— Tasks to complete —
**a)** Translate this sentence from the book review into Spanish: "This is a story framed by literary failure and literary recovery."
**b)** According to the book review, which publisher reissued Agee's Brooklyn travel notes in 2005?
**c)** In the book review, reproduce the text between "JAMES AGEE's jottings" and "be so lucky.", inclusive.

Wondrous Brooklyn
Maureen E. Mulvihill & June Harrison

Untitled Document



Recovering James Agee's New York Classic


James Agee
(born, Knoxville, TN 1909; died, New York City, 1955)


Brooklyn Is Southeast of the Island: Travel Notes
by James Agee
Published by Esquire Magazine, 1968.
Republished by Fordham University Press, 2005,
with a Preface by Brooklyn author, Jonathan Lethem.
ISBN 9780823224920. Hardcover, with jacket. 64pp. $16.95

Reviewed for Today In Literature, 16th May 2007,
by Maureen E. Mulvihill (Park Slope, Brooklyn, New York)

For three Park Slope neighbors who launched the Brooklyn Brownstone Revival:
 Evelyn Ortner (1924-2006), Everett Ortner, and Clem Labine


With contemporary photos and photo-tiles of Brooklyn

by NYC photographer June Harrison


JAMES AGEE's jottings on Brooklyn are quite a saga. This is a story framed by literary failure and literary recovery. Every writer should be so lucky.

Stored records:
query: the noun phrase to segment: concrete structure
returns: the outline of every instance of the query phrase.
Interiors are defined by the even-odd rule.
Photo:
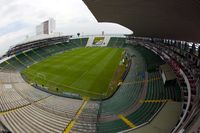
[[[136,36],[200,42],[199,0],[83,0],[99,22],[115,22]]]
[[[36,26],[36,35],[41,34],[53,34],[55,32],[56,22],[53,18],[42,22],[40,25]]]

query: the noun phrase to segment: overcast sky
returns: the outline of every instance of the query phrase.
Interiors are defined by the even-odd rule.
[[[56,31],[67,35],[131,33],[118,24],[99,24],[82,0],[0,0],[0,55],[35,34],[35,26],[54,18]]]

— Solution set —
**a)** Esta es una historia enmarcada por el fracaso literario y la recuperación literaria.

**b)** Fordham University Press.

**c)**
JAMES AGEE's jottings on Brooklyn are quite a saga. This is a story framed by literary failure and literary recovery. Every writer should be so lucky.